SOAL LATIHAN A ▸ Kumpulkan setiap baris dari entri di bawah yang memuat kata "glass", lalu salin baris-baris itu tanpa perubahan.

TEKS BACAAN ▸

Menteri Keuangan Pastikan Uang Kuliah dan Beasiswa Tak Terdampak Efisiensi Anggaran

Redaksi Suara Mahasiswa · 16 Februari 2025
3 menit

Dalam Konferensi Pers di Kompleks Parlemen DPR RI, Jumat (14/2), Sri Mulyani menyatakan bahwa yang dimaksud dengan pemotongan anggaran biaya pendidikan adalah perjalanan dinas, seminar, alat tulis kantor (ATK), dana acara-acara peringatan, perayaan, dan kegiatan seremonial lainnya.

Bendahara Umum Negara tersebut juga melarang Perguruan Tinggi Negeri (PTN) menaikkan biaya Uang Kuliah Tunggal (UKT) mahasiswa untuk tahun ajaran baru 2025/2026. Selain itu, merujuk dari akun X @narasitv, Sri Mulyani juga menyebutkan bahwa saat ini, sebanyak 1.040.192 mahasiswa penerima Kartu Indonesia Pintar-Kuliah (KIP-K) tidak akan terkena pemotongan dari dampak efisiensi anggaran Rp306,69 triliun.

Satryo Soemantri Brodjonegoro, selaku Menteri Pendidikan Tinggi, Sains, dan Teknologi (Kemendiktisaintek), menjelaskan total bujet yang dialokasikan kepada Kemendiktisaintek adalah Rp57,6 triliun. Namun, sesuai dengan Inpres Nomor 1 Tahun 2025 yang dikeluarkan oleh Presiden Prabowo Subianto, anggaran tersebut akan dipangkas sebesar 14,3 trilliun.

Hal ini tentu menimbulkan banyak protes dan kekhawatiran dari berbagai pihak. Baik dari mahasiswa baru yang akan mulai memasuki perguruan tinggi pada tahun 2025 ini, maupun mahasiswa lainnya yang masih melanjutkan perguruan tinggi.

Efisiensi Pendidikan Memunculkan Peringatan Darurat (Garuda Merah)

“Tolak Pemangkasan Dana Pendidikan!”, telah menjadi kalimat singkat yang menunjukkan keresahan dan amarah sebagian besar mahasiswa. Postingan ini ramai pada aplikasi X, bersamaan dengan postingan ‘Peringatan Darurat’ yang menunjukkan Garuda dengan latar belakang berwarna merah.

Akses dan kemampuan mahasiswa dalam memperoleh pendidikan tinggi semakin terbatas. Bahkan, terancam menjadi kebutuhan ‘tersier’ karena kurangnya kemampuan finansial sebagian masyarakat dalam membayar biaya operasional kuliah.

Belum lagi, program KIP-K yang merupakan salah satu program beasiswa pemerintah juga terdampak akibat dari efisiensi ini. Padahal, program satu ini telah ada sejak lama untuk mendukung mahasiswa yang terkendala kondisi finansial untuk melanjutkan pendidikannya.

Sebanyak 663.821 dari 844.174 mahasiswa yang menjadi penerima KIP-Kuliah terancam putus kuliah karena biaya pendidikannya tidak dapat dibayarkan pada tahun 2025. Hal ini tentu dapat mengakibatkan semakin jelasnya kesenjangan akses pendidikan antara mahasiswa kelas atas dengan kelas bawah semakin terlihat.

Entri kotak berlabel:

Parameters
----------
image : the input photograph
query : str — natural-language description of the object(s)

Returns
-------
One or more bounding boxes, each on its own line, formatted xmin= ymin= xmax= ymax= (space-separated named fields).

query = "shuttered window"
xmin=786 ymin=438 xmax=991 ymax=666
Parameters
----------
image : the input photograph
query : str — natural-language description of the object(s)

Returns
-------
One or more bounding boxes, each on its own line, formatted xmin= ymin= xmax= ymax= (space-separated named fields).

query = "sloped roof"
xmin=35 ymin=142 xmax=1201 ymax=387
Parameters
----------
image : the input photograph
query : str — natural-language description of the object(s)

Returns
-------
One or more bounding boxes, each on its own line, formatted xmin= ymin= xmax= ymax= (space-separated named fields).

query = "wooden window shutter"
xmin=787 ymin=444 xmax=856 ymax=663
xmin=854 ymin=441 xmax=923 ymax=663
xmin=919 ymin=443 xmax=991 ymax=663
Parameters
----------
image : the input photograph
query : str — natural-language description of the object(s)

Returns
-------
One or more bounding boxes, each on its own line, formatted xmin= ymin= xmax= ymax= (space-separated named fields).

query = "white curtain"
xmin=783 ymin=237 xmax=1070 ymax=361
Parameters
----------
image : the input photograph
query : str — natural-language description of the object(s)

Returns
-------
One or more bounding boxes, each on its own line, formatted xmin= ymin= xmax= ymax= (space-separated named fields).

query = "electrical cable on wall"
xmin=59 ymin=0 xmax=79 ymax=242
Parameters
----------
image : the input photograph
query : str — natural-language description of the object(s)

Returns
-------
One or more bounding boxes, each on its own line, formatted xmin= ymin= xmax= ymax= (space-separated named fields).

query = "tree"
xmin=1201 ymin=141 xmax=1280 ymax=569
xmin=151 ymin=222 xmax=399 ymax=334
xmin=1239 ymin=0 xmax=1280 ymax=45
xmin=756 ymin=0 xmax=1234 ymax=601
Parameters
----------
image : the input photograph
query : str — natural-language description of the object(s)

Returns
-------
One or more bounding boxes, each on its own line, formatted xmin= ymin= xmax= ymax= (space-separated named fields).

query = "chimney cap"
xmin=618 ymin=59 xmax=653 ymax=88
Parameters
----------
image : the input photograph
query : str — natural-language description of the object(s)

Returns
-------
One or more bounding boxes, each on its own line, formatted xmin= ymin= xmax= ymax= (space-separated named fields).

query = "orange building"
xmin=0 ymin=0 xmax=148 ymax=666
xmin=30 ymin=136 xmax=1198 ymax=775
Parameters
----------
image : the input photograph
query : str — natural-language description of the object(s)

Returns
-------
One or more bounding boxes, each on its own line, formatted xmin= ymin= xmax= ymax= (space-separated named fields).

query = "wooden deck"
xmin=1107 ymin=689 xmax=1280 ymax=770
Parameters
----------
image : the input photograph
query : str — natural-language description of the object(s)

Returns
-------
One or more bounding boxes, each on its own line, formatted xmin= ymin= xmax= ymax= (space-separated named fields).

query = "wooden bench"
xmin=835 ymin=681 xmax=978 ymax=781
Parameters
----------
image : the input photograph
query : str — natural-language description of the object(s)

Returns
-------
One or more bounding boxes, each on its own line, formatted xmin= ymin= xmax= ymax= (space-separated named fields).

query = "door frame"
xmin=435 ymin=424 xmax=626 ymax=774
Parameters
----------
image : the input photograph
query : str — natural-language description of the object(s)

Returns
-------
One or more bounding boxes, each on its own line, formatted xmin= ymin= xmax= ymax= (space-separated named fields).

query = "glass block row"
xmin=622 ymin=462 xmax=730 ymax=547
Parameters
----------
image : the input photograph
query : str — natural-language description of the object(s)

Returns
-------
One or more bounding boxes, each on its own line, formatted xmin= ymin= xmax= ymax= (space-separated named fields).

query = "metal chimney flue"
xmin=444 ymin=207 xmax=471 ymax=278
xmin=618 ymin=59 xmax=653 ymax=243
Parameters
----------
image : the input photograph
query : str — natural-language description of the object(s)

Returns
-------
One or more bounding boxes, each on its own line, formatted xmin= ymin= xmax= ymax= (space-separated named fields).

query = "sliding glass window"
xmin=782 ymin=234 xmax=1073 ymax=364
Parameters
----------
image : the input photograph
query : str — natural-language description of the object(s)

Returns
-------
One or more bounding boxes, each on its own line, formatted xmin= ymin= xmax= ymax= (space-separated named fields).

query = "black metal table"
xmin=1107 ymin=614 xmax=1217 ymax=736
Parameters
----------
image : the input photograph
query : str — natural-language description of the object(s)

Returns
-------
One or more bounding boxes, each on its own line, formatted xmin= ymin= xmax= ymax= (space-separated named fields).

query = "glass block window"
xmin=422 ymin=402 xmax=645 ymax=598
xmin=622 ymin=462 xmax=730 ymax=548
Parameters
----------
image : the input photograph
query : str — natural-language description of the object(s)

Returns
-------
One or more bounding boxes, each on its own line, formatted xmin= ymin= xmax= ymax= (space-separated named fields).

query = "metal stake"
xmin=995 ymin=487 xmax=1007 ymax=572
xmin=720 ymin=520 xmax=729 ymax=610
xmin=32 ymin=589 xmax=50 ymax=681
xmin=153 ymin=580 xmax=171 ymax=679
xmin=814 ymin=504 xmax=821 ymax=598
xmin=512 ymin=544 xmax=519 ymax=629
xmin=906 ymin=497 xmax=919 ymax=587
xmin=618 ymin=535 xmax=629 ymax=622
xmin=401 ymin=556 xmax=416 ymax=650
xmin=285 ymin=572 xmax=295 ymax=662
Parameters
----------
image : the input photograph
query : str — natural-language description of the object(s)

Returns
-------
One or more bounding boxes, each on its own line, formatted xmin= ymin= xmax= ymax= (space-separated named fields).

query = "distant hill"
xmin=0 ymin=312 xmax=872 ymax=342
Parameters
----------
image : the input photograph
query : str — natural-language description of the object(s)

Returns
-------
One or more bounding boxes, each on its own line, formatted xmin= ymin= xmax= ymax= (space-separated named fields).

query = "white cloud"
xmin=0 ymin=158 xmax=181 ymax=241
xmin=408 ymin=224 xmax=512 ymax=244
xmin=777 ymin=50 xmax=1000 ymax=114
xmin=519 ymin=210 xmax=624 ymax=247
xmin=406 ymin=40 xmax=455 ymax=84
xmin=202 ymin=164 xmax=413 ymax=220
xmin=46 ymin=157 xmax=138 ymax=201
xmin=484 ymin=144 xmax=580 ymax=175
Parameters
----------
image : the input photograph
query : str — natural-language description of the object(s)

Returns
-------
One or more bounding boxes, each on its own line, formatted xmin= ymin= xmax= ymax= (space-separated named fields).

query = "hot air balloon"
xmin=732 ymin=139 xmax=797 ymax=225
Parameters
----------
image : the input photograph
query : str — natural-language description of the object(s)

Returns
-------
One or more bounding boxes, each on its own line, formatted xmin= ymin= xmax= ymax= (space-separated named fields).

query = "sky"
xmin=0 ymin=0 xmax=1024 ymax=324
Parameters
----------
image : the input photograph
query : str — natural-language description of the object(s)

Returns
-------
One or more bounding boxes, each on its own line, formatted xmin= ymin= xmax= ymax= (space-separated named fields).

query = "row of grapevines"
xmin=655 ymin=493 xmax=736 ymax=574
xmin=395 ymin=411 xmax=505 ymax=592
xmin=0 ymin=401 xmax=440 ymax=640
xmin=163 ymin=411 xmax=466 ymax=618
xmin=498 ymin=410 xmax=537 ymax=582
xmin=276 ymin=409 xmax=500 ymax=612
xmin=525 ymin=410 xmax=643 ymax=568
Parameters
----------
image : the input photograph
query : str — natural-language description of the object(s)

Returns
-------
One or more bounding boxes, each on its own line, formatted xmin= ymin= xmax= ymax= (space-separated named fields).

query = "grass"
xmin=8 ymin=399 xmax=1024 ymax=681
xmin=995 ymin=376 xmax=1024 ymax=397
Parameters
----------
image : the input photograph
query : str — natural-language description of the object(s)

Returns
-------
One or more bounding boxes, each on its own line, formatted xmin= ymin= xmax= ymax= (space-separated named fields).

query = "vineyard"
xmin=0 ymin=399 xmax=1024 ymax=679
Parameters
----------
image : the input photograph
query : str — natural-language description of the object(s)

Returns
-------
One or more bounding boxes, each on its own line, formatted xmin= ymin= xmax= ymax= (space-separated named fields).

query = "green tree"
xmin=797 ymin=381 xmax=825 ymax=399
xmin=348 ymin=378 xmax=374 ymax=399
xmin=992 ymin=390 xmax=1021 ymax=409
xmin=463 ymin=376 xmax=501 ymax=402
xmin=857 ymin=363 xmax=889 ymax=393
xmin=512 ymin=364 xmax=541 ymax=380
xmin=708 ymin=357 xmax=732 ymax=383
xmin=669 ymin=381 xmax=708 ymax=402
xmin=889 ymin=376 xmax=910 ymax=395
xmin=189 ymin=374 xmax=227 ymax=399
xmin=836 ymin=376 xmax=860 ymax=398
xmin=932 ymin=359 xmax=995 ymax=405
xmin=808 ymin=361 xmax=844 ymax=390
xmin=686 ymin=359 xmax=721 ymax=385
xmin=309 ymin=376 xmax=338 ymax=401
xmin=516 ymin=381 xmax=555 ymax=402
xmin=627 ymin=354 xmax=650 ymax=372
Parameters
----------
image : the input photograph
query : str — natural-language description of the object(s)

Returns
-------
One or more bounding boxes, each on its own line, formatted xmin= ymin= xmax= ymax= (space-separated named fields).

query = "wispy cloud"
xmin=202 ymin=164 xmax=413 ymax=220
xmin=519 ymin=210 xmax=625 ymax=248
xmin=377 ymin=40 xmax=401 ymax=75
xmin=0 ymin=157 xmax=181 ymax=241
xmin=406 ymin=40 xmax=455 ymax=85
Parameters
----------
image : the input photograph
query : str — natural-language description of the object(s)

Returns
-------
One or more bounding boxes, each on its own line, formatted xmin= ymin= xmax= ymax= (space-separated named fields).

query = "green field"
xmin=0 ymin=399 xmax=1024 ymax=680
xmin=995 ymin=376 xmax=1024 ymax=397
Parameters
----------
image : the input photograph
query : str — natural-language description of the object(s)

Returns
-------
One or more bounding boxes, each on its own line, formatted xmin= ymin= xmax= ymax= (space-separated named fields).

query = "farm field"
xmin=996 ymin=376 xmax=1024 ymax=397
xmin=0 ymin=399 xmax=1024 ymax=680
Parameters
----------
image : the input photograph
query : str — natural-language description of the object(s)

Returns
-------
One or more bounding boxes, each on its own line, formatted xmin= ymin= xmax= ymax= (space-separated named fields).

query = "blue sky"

SOAL LATIHAN B ▸ Lanjutkan artikel tentang pemangkasan anggaran pendidikan di atas, dimulai setelah kalimat terakhirnya.

JAWABAN LATIHAN A ▸
query = "glass block row"
query = "sliding glass window"
query = "glass block window"

JAWABAN LATIHAN B ▸
Dari Ancaman Putus Kuliah Hingga Putusnya Hubungan Bilateral Negara

Dampak pemangkasan anggaran terhadap program KIP-Kuliah menjadi kekhawatiran tersendiri bagi para mahasiswa, khususnya mereka yang berada di kelas ekonomi menengah ke bawah. Jika pemerintah meniadakan program KIP-Kuliah, maka mereka tidak lagi memiliki sumber dukungan pembiayaan kuliah. Hal ini tentu membuat mereka akan telat membayar UKT, bahkan tidak dapat membayarnya sama sekali.

Sayangnya, para mahasiswa itu juga tidak mudah dalam meraih keringanan dari pihak kampus. Bukannya menerima dispensasi penurunan besaran UKT, mereka justru harus menerima konsekuensi putus kuliah.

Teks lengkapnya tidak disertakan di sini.